Data shown:

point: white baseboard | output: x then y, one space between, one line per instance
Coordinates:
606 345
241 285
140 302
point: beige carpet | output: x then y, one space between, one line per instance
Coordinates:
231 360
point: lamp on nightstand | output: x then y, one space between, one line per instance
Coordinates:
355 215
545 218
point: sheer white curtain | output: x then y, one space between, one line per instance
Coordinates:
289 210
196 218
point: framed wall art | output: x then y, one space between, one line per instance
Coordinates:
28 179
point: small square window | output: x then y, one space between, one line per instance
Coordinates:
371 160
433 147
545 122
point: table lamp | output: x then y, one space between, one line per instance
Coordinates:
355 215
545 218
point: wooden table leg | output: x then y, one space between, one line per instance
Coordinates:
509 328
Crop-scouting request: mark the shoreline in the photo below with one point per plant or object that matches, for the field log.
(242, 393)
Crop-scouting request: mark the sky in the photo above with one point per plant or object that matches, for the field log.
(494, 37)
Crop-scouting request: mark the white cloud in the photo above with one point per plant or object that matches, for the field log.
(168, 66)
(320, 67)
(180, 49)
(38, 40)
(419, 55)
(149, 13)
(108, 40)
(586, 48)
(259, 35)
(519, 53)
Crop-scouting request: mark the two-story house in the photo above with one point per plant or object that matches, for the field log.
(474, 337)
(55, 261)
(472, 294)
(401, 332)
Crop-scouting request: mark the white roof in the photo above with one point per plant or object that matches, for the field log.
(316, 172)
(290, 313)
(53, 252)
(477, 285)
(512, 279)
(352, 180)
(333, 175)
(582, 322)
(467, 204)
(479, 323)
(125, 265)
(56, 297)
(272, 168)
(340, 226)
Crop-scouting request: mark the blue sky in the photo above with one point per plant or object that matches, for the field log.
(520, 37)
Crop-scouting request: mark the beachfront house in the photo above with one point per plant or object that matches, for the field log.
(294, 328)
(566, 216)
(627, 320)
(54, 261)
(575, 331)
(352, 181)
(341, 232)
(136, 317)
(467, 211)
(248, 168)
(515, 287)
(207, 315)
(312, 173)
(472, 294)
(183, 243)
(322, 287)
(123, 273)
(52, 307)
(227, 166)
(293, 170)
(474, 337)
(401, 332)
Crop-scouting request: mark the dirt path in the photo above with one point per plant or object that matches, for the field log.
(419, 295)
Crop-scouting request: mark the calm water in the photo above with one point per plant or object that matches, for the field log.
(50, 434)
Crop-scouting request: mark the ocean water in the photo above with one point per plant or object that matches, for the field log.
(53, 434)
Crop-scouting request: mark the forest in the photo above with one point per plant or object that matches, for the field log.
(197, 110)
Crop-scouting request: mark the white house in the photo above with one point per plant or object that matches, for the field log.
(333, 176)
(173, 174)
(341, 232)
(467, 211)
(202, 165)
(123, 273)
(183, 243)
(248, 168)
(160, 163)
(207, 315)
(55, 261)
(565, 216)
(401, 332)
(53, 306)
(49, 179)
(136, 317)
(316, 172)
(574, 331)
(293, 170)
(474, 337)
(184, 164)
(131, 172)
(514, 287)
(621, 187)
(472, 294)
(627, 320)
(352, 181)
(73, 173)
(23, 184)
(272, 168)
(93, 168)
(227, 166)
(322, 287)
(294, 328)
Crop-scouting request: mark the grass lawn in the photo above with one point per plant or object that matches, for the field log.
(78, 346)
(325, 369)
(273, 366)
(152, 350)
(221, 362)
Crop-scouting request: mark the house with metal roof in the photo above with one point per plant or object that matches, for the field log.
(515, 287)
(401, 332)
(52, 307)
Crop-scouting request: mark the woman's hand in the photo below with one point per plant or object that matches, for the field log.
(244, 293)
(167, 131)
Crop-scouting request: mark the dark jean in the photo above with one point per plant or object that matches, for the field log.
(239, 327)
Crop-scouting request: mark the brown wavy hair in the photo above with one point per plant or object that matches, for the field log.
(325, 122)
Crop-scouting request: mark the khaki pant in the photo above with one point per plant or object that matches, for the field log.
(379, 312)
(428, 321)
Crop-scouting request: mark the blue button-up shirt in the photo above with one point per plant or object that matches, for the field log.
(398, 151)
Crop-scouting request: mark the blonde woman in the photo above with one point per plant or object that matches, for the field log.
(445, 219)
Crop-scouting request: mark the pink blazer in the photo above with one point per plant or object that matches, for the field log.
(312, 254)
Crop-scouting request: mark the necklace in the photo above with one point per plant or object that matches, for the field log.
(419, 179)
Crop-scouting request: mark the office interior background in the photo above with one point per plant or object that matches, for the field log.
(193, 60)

Exercise brief: Reproduce every one of the rows above word for word, in the same order.

Right answer:
point: white baseboard | output: x then y, one space between, one line per instance
Coordinates:
606 345
241 285
140 302
point: beige carpet | output: x then y, one space between, one line per instance
Coordinates:
231 360
point: lamp on nightstand | output: x then y, one space between, one line per instance
Coordinates:
355 215
545 218
point: sheer white curtain | output: x then y, one space between, one line per instance
Coordinates:
289 210
196 218
point: framed wall art | output: x then y, one space between, one line per instance
Coordinates:
28 179
point: small square window | output: x then y, one space between, one line per instance
Coordinates:
371 160
433 147
545 122
point: table lamp | output: x then y, one space between, one line per instance
Coordinates:
355 215
545 218
point: wooden table leg | output: x then y, one space between, one line per instance
Coordinates:
509 328
Crop-scouting request: mark the shoreline in the photo below with one point per plant or object that matches, for the field log.
(242, 393)
Crop-scouting request: mark the sky in the photo above with one point per plant or object that matches, for the field log.
(494, 37)
Crop-scouting request: mark the white cloud in the photo above with one point per plant or object that matches, for the field log.
(168, 66)
(320, 67)
(180, 49)
(38, 40)
(419, 55)
(149, 13)
(108, 40)
(586, 48)
(259, 35)
(519, 53)
Crop-scouting request: mark the two-story house in the photo above with one point per plant or object that matches, for the field log.
(474, 337)
(55, 261)
(472, 294)
(401, 332)
Crop-scouting request: mark the white roof in the photo above with one point per plant or object that matches, for the field log.
(316, 172)
(290, 313)
(53, 252)
(477, 285)
(512, 279)
(352, 180)
(333, 175)
(582, 322)
(467, 204)
(479, 323)
(125, 265)
(56, 297)
(272, 168)
(340, 226)
Crop-scouting request: mark the blue sky in the photo above with one point per plant or object that matches, for the field log.
(520, 37)
Crop-scouting request: mark the beachfront house in the photo above with one point per plant or object that matches, for the field log.
(294, 328)
(566, 216)
(627, 320)
(54, 261)
(575, 331)
(352, 181)
(341, 232)
(136, 317)
(467, 211)
(248, 168)
(515, 287)
(207, 315)
(312, 173)
(472, 294)
(183, 243)
(322, 287)
(123, 273)
(52, 307)
(227, 166)
(293, 170)
(474, 337)
(401, 332)
Crop-scouting request: mark the dirt path in the photo above with one point per plant or object that matches, for the field log.
(419, 295)
Crop-scouting request: mark the calm water in the photo above with one point per plant or object that matches, for the field log.
(50, 434)
Crop-scouting request: mark the ocean water in the photo above with one point per plant or object that matches, for the field log.
(53, 434)
Crop-scouting request: mark the forest in the photo above with one point per plant or object that matches, for the field log.
(197, 110)
Crop-scouting request: mark the white house in the photo above with one point per plant or object that matches, for the field log.
(333, 176)
(173, 174)
(341, 232)
(467, 211)
(202, 165)
(123, 273)
(183, 243)
(248, 168)
(160, 163)
(207, 315)
(55, 261)
(565, 216)
(401, 332)
(53, 306)
(49, 179)
(136, 317)
(316, 172)
(574, 331)
(293, 170)
(474, 337)
(184, 164)
(131, 172)
(514, 287)
(621, 187)
(472, 294)
(627, 320)
(352, 181)
(73, 173)
(23, 184)
(272, 168)
(93, 168)
(227, 166)
(322, 287)
(294, 328)
Crop-scouting request: mark the grass lawn in the photo above with one point per plant or object that matches, for the field log.
(78, 346)
(325, 369)
(273, 366)
(152, 350)
(221, 362)
Crop-scouting request: mark the house with metal roof in the photo above with one point per plant or object that matches, for the field log.
(515, 287)
(401, 332)
(52, 307)
Crop-scouting request: mark the woman's hand in the photo below with one point per plant or object that matches, for the field log.
(244, 293)
(167, 131)
Crop-scouting request: mark the dark jean in the photo above with one point per plant or object that matches, for the field log.
(239, 327)
Crop-scouting request: mark the brown wavy hair in the photo above with one point per plant or object that matches, for the field log.
(325, 122)
Crop-scouting request: mark the khaki pant in the photo above with one point per plant or object that matches, for the field log.
(379, 312)
(428, 321)
Crop-scouting request: mark the blue button-up shirt in the photo above with one point per plant or object that matches, for the field log.
(398, 151)
Crop-scouting request: mark the blonde woman in the photo above with one point per plant or object that matches, for the field log.
(445, 219)
Crop-scouting request: mark the pink blazer in the photo above with one point per plant or object that matches, for the field log.
(312, 254)
Crop-scouting request: mark the necklace in the photo above with one point per plant or object that matches, for the field log.
(419, 179)
Crop-scouting request: mark the office interior background in the photo above with one point per plant or object that matches, for the field log.
(193, 60)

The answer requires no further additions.